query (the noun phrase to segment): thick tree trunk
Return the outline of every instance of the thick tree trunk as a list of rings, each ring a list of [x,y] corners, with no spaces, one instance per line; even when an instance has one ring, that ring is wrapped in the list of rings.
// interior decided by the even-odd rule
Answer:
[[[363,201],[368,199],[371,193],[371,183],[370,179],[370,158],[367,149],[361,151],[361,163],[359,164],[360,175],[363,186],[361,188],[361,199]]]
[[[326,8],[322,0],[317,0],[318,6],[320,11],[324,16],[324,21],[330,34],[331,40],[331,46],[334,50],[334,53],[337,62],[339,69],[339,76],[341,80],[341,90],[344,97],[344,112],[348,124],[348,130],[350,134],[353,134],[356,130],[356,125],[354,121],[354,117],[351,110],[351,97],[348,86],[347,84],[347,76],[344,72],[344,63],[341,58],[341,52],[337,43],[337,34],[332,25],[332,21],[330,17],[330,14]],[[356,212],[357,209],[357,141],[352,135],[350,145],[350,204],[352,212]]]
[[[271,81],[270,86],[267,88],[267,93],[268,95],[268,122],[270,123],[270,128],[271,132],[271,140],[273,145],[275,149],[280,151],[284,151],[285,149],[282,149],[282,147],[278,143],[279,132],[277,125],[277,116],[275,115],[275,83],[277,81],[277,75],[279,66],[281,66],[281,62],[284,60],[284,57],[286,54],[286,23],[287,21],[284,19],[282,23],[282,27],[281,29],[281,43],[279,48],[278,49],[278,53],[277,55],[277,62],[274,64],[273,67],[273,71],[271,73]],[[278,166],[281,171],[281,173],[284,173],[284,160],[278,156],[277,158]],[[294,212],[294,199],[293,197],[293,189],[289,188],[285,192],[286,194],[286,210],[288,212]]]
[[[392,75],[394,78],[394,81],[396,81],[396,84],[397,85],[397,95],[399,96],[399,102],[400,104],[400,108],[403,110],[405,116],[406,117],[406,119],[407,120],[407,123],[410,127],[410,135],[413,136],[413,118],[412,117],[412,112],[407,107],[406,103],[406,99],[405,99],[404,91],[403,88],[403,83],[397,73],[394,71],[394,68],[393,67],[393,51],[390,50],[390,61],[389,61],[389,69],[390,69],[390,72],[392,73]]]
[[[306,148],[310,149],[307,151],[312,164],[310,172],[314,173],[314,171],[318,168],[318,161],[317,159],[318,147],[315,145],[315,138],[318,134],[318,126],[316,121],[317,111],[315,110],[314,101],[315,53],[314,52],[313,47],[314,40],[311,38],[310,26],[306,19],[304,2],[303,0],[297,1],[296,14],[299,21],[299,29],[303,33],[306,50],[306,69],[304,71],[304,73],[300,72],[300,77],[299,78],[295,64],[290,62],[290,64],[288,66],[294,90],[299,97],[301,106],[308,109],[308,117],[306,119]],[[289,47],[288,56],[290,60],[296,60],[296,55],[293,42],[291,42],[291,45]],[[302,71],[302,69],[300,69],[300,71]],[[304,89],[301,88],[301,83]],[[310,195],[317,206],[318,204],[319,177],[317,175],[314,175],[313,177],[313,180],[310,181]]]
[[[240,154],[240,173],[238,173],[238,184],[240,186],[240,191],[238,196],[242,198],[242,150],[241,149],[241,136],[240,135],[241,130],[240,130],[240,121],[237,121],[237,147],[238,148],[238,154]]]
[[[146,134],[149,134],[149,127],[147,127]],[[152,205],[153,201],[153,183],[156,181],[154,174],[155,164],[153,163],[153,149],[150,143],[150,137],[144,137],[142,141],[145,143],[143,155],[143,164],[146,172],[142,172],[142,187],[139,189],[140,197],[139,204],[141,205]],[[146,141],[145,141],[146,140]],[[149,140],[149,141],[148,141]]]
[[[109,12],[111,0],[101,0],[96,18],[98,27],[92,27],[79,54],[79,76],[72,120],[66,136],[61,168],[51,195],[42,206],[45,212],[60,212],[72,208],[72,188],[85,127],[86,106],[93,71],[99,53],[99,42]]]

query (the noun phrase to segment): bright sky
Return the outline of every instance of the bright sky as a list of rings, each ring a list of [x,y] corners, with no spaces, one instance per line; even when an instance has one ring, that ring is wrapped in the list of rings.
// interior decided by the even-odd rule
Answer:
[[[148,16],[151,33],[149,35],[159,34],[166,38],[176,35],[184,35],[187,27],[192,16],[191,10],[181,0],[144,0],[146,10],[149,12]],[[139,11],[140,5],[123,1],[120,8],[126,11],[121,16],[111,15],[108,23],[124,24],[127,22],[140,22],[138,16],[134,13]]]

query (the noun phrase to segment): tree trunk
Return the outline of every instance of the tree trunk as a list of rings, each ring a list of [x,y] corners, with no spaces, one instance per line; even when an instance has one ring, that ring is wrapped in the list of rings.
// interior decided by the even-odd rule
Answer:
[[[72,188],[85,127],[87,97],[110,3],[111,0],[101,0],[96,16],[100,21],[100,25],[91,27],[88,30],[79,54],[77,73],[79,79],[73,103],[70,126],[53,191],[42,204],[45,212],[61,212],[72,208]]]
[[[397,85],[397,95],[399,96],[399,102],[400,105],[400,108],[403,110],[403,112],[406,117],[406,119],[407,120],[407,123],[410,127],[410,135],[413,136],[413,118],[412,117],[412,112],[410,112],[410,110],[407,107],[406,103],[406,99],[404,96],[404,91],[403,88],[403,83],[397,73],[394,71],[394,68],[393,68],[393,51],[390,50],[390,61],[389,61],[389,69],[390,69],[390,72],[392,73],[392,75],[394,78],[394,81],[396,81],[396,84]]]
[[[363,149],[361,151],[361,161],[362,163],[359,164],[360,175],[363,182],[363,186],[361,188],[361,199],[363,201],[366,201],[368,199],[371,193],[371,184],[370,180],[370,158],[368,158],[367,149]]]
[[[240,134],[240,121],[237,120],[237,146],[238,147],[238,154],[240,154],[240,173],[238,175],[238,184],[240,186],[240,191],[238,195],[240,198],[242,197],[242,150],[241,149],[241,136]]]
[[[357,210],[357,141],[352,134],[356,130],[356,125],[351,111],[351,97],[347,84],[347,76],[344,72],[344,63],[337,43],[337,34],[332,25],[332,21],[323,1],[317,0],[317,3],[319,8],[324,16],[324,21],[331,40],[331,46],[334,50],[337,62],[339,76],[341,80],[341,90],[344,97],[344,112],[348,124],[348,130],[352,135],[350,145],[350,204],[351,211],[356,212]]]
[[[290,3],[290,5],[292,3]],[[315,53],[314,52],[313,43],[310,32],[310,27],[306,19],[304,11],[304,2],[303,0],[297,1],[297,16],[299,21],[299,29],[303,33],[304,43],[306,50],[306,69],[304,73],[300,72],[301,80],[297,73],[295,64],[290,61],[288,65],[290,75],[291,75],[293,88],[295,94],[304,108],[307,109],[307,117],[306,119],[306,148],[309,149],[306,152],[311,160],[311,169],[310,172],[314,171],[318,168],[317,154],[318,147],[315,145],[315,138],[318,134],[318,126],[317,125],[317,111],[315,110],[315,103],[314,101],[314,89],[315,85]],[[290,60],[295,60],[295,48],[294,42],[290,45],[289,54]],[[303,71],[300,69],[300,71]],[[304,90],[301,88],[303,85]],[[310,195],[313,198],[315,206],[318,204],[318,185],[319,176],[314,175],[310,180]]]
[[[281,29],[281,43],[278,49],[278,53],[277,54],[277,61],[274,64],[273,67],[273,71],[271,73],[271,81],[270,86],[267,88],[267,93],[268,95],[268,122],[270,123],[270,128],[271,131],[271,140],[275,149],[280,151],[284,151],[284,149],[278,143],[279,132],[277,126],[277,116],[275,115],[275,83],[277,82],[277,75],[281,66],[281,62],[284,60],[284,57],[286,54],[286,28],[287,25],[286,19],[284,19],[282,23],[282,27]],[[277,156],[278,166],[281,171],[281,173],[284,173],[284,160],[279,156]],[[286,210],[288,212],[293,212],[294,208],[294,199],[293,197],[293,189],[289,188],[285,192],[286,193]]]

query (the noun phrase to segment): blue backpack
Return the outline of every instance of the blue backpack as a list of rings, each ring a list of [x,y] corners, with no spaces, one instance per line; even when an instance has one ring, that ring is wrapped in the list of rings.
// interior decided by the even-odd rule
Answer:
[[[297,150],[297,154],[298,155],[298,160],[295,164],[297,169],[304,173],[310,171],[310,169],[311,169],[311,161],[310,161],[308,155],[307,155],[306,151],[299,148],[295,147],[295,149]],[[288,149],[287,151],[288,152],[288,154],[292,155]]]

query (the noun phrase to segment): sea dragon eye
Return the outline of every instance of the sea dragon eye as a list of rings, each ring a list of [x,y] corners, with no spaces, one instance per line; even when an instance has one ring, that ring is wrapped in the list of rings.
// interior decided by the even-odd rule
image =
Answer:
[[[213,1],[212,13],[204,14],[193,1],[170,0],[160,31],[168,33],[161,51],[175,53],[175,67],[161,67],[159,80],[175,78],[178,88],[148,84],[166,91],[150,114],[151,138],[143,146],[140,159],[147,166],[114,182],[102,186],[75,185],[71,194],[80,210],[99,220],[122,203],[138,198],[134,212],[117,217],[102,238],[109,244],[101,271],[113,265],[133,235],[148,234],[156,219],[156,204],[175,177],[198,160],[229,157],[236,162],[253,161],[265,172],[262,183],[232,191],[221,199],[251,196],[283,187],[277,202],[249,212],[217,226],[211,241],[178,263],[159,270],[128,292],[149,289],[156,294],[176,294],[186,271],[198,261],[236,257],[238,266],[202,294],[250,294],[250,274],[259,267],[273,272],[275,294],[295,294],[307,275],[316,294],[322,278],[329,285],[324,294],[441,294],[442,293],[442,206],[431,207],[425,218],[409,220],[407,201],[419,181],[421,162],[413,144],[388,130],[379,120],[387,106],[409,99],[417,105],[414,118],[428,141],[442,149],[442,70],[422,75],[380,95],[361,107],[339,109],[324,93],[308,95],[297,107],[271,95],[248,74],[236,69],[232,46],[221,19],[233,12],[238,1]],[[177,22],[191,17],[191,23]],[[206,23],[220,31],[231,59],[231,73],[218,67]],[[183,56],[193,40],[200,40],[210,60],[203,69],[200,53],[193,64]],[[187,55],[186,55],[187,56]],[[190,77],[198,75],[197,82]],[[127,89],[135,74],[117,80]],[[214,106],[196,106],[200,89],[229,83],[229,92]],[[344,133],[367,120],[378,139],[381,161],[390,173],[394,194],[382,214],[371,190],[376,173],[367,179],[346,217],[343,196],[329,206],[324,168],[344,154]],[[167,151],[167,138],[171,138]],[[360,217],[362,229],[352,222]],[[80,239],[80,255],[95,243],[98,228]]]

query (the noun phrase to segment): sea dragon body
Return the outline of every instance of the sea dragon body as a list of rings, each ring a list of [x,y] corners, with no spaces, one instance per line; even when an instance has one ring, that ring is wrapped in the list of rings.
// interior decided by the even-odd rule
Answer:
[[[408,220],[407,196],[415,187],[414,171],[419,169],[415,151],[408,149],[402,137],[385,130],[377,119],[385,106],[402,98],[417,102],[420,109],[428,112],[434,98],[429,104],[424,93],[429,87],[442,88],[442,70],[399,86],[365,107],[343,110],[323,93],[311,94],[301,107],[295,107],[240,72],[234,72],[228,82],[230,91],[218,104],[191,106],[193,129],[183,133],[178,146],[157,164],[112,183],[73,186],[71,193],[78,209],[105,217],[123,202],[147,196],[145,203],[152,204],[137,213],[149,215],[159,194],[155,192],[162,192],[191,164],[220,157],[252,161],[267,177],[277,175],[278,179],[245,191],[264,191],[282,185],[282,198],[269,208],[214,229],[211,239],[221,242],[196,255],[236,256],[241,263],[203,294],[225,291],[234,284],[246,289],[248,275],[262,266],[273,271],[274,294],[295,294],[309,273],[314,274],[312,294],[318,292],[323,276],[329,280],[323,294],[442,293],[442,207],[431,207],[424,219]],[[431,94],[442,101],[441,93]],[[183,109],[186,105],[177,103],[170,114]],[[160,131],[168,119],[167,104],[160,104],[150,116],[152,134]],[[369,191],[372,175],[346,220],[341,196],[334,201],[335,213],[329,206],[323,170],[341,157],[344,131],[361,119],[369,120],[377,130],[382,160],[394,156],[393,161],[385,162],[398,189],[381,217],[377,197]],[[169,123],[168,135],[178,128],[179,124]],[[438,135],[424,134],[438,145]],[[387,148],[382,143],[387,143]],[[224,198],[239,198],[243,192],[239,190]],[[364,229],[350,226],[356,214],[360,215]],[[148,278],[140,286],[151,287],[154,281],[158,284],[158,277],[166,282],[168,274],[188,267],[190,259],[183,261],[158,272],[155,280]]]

**Written task**
Reproduce word for word the lines from the start of the records up to and including the line with "Return the outline of every instance of the thick".

**Reply to the exercise**
query (the noun phrase to segment): thick tree trunk
Return the outline of every instance of the thick tree trunk as a list of rings, each ring a list of [x,y] corners, with no spaces, one instance per line; even when an instance has one ring, that ring is wrapped in the list of rings.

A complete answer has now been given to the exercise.